What Affects My Credit Score?
Don’t Let Financial Jargon Confuse You
Try as we might to manage our money smartly, personal finance can be an extremely tricky balancing act. With so much jargon within the industry that feels like it’s been purposefully used to confuse us, it’s no surprise that so many people end up misunderstanding what they’re signing up for and what is being done with their money.
One such area of confusion is credit scoring. While it’s a term that’s used liberally across the industry, it isn’t often given a thorough explanation or discussed at length, so it’s easy to feel left in the dark where your credit score is concerned. Given the importance and ubiquity of the term, there should be more done to make people aware of what their credit score means, how it is calculated, what affects it and how – if needed - it can be improved.
There’s no need to feel anxious when it comes to personal finance, and there’s no such thing as a stupid question – so here, jargon free, is an explanation of what your credit score is all about.
What is a Good Credit Score?
Calculated automatically, your credit score is represented by a number so that a lender can assess your creditworthiness without prejudice.

## RECORDS SUPPLIED
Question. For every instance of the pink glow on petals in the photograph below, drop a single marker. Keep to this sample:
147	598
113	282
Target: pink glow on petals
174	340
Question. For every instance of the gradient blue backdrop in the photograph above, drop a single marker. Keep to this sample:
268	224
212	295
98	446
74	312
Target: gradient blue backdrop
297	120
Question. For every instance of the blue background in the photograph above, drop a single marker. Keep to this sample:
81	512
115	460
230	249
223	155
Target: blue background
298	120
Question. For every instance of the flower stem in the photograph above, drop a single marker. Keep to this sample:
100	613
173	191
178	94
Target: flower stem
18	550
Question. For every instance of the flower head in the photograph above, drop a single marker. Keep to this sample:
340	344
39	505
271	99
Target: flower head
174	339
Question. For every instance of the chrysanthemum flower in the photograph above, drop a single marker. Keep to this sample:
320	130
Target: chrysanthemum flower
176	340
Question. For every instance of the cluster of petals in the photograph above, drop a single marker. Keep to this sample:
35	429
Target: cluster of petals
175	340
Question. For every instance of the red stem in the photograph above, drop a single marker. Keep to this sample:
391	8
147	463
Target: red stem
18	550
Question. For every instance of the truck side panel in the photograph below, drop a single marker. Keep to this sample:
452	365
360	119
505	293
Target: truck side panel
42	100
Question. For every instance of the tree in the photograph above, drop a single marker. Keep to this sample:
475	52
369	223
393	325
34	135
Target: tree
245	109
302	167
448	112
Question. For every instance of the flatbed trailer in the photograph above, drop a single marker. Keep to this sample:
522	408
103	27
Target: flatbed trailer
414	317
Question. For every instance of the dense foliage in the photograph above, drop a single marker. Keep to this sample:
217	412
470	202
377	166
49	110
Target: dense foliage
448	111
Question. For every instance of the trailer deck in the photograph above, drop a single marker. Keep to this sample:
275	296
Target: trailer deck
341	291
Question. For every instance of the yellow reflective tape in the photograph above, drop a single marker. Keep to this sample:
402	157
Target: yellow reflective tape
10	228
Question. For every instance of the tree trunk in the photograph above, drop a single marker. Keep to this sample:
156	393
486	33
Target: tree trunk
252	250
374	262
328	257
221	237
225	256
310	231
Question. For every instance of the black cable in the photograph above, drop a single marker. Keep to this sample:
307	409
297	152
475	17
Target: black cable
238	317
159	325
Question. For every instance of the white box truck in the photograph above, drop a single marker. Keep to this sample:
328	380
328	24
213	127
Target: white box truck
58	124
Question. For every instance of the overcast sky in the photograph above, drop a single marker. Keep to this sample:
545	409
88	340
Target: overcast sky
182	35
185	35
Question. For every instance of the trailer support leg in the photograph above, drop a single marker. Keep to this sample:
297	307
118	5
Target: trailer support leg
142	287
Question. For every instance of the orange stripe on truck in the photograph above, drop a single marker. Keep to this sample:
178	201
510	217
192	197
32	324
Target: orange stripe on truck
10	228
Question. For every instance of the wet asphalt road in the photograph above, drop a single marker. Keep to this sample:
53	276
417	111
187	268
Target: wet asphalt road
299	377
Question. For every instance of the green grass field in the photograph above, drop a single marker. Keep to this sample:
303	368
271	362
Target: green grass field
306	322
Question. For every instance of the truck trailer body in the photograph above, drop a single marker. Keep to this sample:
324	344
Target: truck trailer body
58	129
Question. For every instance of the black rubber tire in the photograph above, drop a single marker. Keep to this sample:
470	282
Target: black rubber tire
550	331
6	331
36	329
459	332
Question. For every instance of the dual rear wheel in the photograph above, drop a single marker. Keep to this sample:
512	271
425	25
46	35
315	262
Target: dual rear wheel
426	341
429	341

## PROBLEMS TO WORK ON
(1) In the credit score article, what four things does the text say people should be made more aware of regarding their credit score?
(2) Can you rewrite the paragraph of the credit score article beginning "One such area of confusion" as a shorter version that keeps its main facts?
(3) Update the credit score article from "One such area" up to and including "creditworthiness without prejudice.", replacing "lender" with "bank".

## ANSWERS TO THE EXERCISES
(1)
1. What their credit score means
2. How it is calculated
3. What affects it
4. How it can be improved, if needed

(2) Credit scoring is a common source of confusion. The term is used widely in the industry but is rarely explained in depth, which can leave people unsure about their own score. Because the term is so important and widespread, more should be done to tell people what their credit score means, how it is calculated, what affects it and how it can be improved if needed.

(3)
One such area of confusion is credit scoring. While it’s a term that’s used liberally across the industry, it isn’t often given a thorough explanation or discussed at length, so it’s easy to feel left in the dark where your credit score is concerned. Given the importance and ubiquity of the term, there should be more done to make people aware of what their credit score means, how it is calculated, what affects it and how – if needed - it can be improved.
There’s no need to feel anxious when it comes to personal finance, and there’s no such thing as a stupid question – so here, jargon free, is an explanation of what your credit score is all about.
What is a Good Credit Score?
Calculated automatically, your credit score is represented by a number so that a bank can assess your creditworthiness without prejudice.